◆ EXTRAIT:

'''

SALVAD LAS BALLENAS

Ma première comparution immédiate devant un magistrat à l’issue d’une garde à vue, c’était il y a pile quarante ans en mai 1980. Notre mission d’investigation pour préparer la campagne du Rainbow Warrior contre la chasse à la baleine en Espagne n’avait pas été facile. J’accompagnais Remi Parmentier, fondateur du bureau de Greenpeace France. Nous avions tous les deux 23 ans, la vie devant nous et l’envie d’en découdre pour l’environnement…

Extrait de mon Livre Rainbow Warrior mon amour, trente ans de photos aux côtés de Greenpeace (Glénat 2011)

'''

◆ ENTRÉES FOURNIES:

'''

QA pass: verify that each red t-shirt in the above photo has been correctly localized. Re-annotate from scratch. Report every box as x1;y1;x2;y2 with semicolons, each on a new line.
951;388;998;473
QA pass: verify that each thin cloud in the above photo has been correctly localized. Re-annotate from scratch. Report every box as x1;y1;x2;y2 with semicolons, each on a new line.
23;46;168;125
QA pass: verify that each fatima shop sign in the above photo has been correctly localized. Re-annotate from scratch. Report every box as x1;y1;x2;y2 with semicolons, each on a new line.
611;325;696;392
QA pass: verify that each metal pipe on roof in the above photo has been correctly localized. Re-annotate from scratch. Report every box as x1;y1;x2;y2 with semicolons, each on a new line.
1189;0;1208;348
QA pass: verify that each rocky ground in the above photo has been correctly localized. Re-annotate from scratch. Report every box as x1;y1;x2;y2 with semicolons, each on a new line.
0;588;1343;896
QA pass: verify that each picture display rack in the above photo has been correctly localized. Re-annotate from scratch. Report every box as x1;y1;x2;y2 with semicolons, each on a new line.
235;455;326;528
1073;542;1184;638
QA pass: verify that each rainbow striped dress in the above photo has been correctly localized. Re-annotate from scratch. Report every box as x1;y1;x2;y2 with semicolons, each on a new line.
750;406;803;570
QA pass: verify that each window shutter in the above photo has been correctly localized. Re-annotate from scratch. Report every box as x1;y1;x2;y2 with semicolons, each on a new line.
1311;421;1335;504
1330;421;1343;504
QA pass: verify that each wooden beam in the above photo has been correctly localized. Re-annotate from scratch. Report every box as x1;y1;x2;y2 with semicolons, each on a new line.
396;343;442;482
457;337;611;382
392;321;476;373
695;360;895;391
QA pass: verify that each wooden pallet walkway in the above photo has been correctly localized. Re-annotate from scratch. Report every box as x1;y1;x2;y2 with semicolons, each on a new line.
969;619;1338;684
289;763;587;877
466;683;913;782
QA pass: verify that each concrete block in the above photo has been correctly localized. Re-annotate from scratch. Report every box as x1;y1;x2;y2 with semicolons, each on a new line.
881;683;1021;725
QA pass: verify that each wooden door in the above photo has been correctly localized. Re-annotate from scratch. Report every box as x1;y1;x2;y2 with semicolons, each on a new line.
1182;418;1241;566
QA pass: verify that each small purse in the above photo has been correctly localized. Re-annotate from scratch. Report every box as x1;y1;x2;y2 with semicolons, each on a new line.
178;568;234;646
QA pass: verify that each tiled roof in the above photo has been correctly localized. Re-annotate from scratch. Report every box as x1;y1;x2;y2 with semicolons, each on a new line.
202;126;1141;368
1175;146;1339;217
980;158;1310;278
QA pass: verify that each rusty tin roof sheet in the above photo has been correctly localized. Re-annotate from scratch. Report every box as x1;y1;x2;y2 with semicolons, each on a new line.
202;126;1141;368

'''

◆ OBJECTIFS:
1 – Recopiez mot pour mot un passage de l'extrait sur la chasse à la baleine. Commencez aux mots « SALVAD LAS BALLENAS » et arrêtez-vous après « Greenpeace (Glénat 2011) ».
2 – Répondez à ces questions d'après l'extrait sur la chasse à la baleine :
(a) En quel mois et en quelle année a eu lieu la première comparution immédiate évoquée ?
(b) Qui a fondé le bureau de Greenpeace France ?
(c) Chez quel éditeur et en quelle année le livre *Rainbow Warrior mon amour* a-t-il paru ?

◆ RÉPONSES:
1 –
SALVAD LAS BALLENAS

Ma première comparution immédiate devant un magistrat à l’issue d’une garde à vue, c’était il y a pile quarante ans en mai 1980. Notre mission d’investigation pour préparer la campagne du Rainbow Warrior contre la chasse à la baleine en Espagne n’avait pas été facile. J’accompagnais Remi Parmentier, fondateur du bureau de Greenpeace France. Nous avions tous les deux 23 ans, la vie devant nous et l’envie d’en découdre pour l’environnement…

Extrait de mon Livre Rainbow Warrior mon amour, trente ans de photos aux côtés de Greenpeace (Glénat 2011)

2 –
(a) En mai 1980.
(b) Remi Parmentier.
(c) Chez Glénat, en 2011.